(Request): Give back the whole listing exactly as shown.

(Records provided):
# # # #

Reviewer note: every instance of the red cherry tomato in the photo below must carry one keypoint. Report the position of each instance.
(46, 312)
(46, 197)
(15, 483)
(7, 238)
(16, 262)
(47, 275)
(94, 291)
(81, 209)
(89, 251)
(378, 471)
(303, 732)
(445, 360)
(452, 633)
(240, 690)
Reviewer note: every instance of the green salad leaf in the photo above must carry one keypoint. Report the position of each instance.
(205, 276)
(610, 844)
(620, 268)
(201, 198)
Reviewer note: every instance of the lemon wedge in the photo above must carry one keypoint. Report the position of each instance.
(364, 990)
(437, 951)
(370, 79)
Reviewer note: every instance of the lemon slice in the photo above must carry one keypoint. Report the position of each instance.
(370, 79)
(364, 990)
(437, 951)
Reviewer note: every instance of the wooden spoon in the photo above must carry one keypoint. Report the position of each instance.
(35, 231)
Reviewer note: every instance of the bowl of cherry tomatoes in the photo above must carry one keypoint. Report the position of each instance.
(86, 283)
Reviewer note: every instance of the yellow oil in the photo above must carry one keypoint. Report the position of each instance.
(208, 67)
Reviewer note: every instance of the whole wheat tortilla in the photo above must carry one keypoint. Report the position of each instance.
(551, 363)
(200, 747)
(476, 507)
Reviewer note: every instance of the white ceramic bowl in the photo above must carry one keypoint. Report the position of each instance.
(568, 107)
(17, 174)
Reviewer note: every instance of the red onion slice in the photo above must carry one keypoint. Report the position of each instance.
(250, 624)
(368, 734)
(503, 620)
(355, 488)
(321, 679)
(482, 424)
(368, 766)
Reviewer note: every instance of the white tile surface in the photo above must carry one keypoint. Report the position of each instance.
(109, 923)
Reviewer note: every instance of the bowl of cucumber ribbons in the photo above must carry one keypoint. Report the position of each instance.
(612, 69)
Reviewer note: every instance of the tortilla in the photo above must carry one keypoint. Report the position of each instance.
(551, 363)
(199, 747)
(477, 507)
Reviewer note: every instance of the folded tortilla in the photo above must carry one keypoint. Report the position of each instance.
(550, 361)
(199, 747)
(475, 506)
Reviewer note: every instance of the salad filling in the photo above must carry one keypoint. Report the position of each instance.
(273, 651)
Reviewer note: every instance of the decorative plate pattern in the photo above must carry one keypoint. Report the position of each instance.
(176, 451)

# # # #

(Response to this exercise):
Reviewer note: every instance of the red cherry tomato in the photo below must carry one keypoint. Report the position of each instance.
(46, 312)
(46, 197)
(15, 483)
(7, 238)
(16, 262)
(47, 275)
(94, 291)
(81, 209)
(89, 251)
(378, 471)
(303, 732)
(445, 360)
(452, 633)
(240, 690)
Reviewer note: every instance of the green salad leaf in the photo above must carry one keypoint. Report the position of each instance.
(205, 276)
(610, 844)
(620, 268)
(201, 198)
Reviewer note: every instance of the lemon wedge in the photo above must carry one keypoint. Report the position of each instance.
(364, 990)
(437, 951)
(370, 79)
Reviewer note: every instance of the lemon slice in the photo above must carry one keypoint. Report the position of each instance.
(370, 79)
(364, 990)
(437, 951)
Reviewer note: every instance of the wooden spoon in the photo above must carry one keypoint. Report the position of each instance.
(35, 231)
Reviewer note: every instance of the bowl of cherry tomatoes in the photo above must carry one keypoint. Report the position of each instance.
(86, 283)
Reviewer note: every instance of the yellow oil in the photo above must carry one keypoint. Report the position of each instance.
(208, 67)
Reviewer note: every instance of the whole wheat tortilla in the photo above must carry one keypoint. Report the position of each instance.
(551, 363)
(200, 747)
(476, 507)
Reviewer note: every instance of the white ceramic bowl in the photo above must carry one keypoint. Report the position of each instance.
(568, 107)
(17, 174)
Reviewer note: every instance of the red onion slice in the photo above must carry one keypoint. Report the position of each instance.
(250, 624)
(368, 734)
(503, 620)
(355, 488)
(321, 679)
(482, 424)
(368, 766)
Reviewer note: every instance of the white tile surface in the photo above must carry one keypoint. Report the position of each instance.
(109, 923)
Reviewer note: every instance of the bowl of cucumber ribbons in the photo above must carry one keypoint. Report the position of each instance.
(612, 69)
Reviewer note: every instance of the tortilla in the photo above must carry one keypoint. Report the position of each instance.
(551, 363)
(199, 747)
(477, 507)
Reviewer note: every instance of the folded tortilla in the photo above must carry one keypoint. Report the position of each instance.
(550, 361)
(199, 747)
(475, 506)
Reviewer note: every instance of the salad filling in the photo above must carry one keypoint. Report the position of each instance.
(273, 651)
Reviewer note: every instance of the decorative plate pattern in the photo above must carry one keypoint. Report the position of each instance.
(176, 451)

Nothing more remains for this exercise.